▶ Instruction:
Output every line below exactly.

▶ Exercise input:
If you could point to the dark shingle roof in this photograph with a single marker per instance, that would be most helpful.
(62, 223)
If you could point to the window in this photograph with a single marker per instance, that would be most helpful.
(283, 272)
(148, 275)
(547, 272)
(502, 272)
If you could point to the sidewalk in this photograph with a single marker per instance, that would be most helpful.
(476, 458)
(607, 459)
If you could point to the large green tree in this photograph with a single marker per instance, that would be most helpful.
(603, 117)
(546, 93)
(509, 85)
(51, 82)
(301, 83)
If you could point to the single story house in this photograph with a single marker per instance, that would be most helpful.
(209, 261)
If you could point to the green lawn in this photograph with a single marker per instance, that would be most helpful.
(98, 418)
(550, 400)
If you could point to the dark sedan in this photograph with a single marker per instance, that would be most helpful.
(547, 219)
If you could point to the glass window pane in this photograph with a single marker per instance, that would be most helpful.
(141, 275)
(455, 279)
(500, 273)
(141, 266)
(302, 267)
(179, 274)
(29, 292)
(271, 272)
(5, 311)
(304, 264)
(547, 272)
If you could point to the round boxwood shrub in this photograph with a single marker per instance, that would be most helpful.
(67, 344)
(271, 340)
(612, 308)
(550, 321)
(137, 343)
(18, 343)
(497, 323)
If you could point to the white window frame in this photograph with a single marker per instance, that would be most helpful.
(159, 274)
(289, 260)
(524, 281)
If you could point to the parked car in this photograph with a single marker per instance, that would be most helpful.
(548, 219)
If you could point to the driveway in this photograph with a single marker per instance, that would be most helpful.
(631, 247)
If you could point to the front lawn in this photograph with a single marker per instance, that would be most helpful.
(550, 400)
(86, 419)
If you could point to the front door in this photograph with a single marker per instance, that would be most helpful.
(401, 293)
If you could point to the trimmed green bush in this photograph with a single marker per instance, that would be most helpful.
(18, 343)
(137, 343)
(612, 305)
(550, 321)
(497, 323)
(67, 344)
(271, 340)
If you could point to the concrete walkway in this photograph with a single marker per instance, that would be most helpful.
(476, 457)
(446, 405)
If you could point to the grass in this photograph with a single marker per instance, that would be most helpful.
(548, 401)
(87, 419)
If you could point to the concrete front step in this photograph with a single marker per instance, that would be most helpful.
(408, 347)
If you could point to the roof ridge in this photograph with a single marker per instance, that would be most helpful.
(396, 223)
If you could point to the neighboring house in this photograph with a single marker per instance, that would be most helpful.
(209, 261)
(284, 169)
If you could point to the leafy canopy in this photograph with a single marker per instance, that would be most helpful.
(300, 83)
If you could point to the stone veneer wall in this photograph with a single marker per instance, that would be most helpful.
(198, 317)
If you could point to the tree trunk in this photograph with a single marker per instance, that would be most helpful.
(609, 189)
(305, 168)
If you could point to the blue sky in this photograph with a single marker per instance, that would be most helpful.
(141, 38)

▶ Exercise solution:
If you could point to the dark shingle roof in this photograph with a single marker per instance, that would be most helpful.
(62, 223)
If you could point to the window in this photograph with a single marker per instance, that would be most helpful.
(283, 272)
(148, 275)
(547, 272)
(502, 272)
If you could point to the sidewalk in this photograph with a single marker per instance, that would be most helpful.
(476, 458)
(607, 459)
If you could point to the large green tree in this photograph with a single marker per instance, that would be most helpful.
(603, 117)
(546, 93)
(509, 85)
(51, 82)
(301, 83)
If you could point to the single story house in this photograph with a single marker per instance, that would be most helpful.
(209, 261)
If you could point to the green lawn in this photograph with a single marker per instance, that would be most helpful.
(98, 418)
(550, 400)
If you could point to the dark sedan in this photograph with a single marker per instance, that would be most helpful.
(547, 219)
If you could point to the glass window pane in this photograph with a single marker per instance, that would be most helpful.
(141, 275)
(455, 279)
(500, 273)
(141, 266)
(302, 267)
(179, 274)
(29, 292)
(271, 272)
(5, 311)
(304, 264)
(547, 272)
If you could point to the round boxwood shrub in this photograph with a single marker per instance, that would be most helpful.
(67, 344)
(271, 340)
(612, 308)
(550, 321)
(137, 343)
(18, 343)
(497, 323)
If you could point to the white window frame in this photograph with a single marker per instance, that would be most helpful.
(159, 274)
(289, 260)
(524, 281)
If you could point to the parked car in this photograph with a single marker per instance, that would be most helpful.
(548, 219)
If you could point to the driveway in this photograph with a single marker per instance, that would be most helpful.
(631, 247)
If you could point to the front lawn in this photograph with a single marker per instance, that would be most helpful.
(550, 400)
(86, 419)
If you could point to the front door in this photograph with a single marker per instance, that would be most helpful.
(401, 293)
If you could point to the trimmed green bush in this photograph with a single marker per instance, that would be most helpful.
(18, 343)
(137, 343)
(612, 305)
(550, 321)
(497, 323)
(67, 344)
(271, 340)
If you could point to the concrete walkway in this photograph with a single marker per instance, that would be most helpful.
(476, 457)
(446, 405)
If you could point to the grass in this photograph with a single marker per instance, that would be most helpful.
(548, 401)
(87, 419)
If you could point to the concrete front step in this photograph with a single marker per instance, that would be most helpful.
(408, 347)
If you could point to the roof ridge in this photograph with a single marker per instance, that would be most helpful.
(396, 223)
If you could point to the neighboring house in this photograph with a single marker per instance, that would be most helpful.
(209, 261)
(284, 169)
If you could point to the leafy canopy in this photograph with a single marker per instance, that would be most helpful.
(300, 83)
If you could point to the stone veneer wall in this photograph with a single marker per instance, that would be most helpful.
(198, 317)
If you could point to the tree trunk in this photograph with a single marker per instance, that would be most helpful.
(609, 189)
(305, 168)
If you could point to the blue sky in this photograph with a single marker per instance, that would be most helpful.
(141, 38)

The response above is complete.